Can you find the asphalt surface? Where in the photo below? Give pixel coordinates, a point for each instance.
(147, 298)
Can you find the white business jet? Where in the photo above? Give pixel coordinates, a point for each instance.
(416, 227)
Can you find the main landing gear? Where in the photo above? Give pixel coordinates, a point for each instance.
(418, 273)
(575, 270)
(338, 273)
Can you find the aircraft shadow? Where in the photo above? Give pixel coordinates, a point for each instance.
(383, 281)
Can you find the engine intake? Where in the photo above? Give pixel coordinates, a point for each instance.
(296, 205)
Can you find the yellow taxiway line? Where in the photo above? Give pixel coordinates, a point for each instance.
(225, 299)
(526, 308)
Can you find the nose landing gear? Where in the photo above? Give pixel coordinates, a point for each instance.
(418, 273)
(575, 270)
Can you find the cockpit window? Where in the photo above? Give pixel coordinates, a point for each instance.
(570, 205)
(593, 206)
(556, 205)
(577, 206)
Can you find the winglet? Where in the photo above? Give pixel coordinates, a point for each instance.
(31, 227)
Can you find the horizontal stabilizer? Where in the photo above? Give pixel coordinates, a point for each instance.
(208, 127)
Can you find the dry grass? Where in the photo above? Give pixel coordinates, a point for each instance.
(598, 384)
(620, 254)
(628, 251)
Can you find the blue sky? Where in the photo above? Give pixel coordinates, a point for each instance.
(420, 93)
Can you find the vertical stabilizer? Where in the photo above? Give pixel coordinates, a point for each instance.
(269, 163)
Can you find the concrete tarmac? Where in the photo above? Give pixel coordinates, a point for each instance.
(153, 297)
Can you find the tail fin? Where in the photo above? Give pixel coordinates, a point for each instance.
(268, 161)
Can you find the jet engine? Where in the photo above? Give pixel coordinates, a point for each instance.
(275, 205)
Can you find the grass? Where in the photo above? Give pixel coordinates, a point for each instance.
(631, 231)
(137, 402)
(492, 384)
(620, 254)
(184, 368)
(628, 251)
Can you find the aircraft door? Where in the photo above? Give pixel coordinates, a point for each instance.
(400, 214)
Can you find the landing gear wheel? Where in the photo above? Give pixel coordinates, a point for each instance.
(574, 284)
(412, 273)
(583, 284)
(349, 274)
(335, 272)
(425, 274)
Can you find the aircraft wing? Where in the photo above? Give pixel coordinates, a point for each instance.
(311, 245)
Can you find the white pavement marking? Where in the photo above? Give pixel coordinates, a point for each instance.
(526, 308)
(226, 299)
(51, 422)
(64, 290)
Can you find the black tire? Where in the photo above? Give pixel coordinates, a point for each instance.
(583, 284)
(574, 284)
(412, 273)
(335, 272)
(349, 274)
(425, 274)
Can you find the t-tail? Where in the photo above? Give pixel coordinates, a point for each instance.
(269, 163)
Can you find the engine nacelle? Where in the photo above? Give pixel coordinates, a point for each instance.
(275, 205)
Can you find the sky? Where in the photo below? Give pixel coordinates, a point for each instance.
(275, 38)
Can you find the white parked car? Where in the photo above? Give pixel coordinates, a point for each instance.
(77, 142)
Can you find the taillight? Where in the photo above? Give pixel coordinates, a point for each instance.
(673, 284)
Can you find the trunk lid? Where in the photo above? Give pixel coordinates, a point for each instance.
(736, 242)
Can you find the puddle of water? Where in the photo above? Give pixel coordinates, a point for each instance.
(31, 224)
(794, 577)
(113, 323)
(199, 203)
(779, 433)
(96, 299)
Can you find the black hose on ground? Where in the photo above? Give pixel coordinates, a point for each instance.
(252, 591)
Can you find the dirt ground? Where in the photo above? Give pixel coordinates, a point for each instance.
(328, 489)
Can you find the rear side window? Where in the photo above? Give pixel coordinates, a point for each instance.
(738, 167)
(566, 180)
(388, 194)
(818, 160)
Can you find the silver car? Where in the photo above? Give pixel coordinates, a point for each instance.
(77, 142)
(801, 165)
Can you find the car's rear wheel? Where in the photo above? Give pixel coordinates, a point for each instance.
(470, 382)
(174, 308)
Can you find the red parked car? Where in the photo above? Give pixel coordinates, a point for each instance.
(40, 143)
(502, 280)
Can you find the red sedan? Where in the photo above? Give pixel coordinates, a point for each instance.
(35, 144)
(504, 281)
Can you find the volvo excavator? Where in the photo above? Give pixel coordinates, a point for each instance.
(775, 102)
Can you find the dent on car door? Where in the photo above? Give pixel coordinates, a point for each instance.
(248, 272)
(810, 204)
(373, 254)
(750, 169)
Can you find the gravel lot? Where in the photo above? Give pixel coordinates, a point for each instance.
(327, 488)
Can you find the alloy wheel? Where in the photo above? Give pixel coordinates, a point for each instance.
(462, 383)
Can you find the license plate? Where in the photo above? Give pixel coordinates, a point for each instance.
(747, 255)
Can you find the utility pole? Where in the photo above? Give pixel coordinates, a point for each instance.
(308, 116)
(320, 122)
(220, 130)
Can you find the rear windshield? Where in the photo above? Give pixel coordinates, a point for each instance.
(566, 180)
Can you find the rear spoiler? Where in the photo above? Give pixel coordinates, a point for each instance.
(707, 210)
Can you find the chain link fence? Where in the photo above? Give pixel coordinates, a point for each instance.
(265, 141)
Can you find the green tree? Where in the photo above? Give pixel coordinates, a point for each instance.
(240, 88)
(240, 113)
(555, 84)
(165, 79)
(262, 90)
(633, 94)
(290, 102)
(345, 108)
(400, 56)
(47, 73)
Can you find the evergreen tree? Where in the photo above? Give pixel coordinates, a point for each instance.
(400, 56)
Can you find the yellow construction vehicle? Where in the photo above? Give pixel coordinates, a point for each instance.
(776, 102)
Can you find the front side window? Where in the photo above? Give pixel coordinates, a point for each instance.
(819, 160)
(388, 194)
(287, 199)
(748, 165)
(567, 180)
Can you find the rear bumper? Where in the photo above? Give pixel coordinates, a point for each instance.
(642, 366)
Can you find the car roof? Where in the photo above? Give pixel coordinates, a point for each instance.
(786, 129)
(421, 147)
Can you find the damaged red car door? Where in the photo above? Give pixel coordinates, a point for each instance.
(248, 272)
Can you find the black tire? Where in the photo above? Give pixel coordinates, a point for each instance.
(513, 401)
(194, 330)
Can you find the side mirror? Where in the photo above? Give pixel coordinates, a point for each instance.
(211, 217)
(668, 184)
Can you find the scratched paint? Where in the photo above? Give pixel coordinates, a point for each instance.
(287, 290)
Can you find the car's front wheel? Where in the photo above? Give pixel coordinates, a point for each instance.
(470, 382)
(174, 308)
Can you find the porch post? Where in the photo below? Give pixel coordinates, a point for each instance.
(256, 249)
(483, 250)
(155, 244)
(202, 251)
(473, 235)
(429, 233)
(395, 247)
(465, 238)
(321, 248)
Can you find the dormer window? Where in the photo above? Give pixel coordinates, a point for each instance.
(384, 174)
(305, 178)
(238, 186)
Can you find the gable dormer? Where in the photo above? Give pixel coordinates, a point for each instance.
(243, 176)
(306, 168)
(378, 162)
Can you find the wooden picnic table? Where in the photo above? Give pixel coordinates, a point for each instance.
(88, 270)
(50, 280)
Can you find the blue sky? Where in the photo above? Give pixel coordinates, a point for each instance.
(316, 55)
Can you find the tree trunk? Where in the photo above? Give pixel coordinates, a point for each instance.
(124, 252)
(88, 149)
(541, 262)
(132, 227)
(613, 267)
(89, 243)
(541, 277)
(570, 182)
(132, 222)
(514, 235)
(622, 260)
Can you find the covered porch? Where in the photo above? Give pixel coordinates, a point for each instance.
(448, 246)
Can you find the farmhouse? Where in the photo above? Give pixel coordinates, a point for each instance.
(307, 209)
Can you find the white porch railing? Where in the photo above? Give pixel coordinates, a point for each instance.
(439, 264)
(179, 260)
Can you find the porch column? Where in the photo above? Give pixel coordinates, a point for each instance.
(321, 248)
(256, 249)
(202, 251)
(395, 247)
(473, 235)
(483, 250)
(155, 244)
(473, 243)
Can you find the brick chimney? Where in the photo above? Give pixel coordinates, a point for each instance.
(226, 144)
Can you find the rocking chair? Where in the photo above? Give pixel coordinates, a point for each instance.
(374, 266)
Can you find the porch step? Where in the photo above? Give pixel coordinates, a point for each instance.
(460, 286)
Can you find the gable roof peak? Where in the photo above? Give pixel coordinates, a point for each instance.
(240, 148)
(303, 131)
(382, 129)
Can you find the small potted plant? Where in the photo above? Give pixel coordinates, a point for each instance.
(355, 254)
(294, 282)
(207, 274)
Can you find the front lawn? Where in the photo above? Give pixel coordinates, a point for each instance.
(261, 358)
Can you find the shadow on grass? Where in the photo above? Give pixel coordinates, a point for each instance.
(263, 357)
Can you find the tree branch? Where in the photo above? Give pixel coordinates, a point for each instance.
○ ○ ○ ○
**Work item:** Give back, word for word, only the lines from the one containing "Can you find the white porch" through the closing line of the entries.

**Solution for this problem:**
Can you find the white porch railing? Where in the photo above? Give pixel coordinates, a point for each instance.
(439, 264)
(179, 260)
Can you find the porch column? Where in the photo above? Give pixel coordinates, a point for each instance.
(321, 248)
(256, 249)
(202, 251)
(395, 247)
(473, 235)
(483, 250)
(155, 244)
(473, 243)
Can you find the brick chimney? Where in the photo above? Give pixel coordinates, a point for each instance.
(226, 144)
Can you find the rocking chair? Where in the photo above? Give pixel coordinates, a point for each instance.
(374, 266)
Can you find the porch step? Where in the photo above? Give pixel coordinates, a point for each instance.
(460, 286)
Can you find the gable roof peak? Where in the photo above? Give pixel coordinates, a point for each instance.
(240, 148)
(303, 131)
(382, 129)
Can you find the small potted plant? Where in the photo above? Give pixel coordinates, a point for each instance.
(355, 254)
(294, 282)
(207, 274)
Can you find the front lawn? Where in the photo above? Give pixel coordinates, a point for each instance.
(261, 358)
Can you find the shadow on grass? Where in the photo above? Give pixel coordinates, a point for each instance.
(263, 357)
Can you find the tree branch? Where in the photo above? Give pixel coordinates, a point for each instance.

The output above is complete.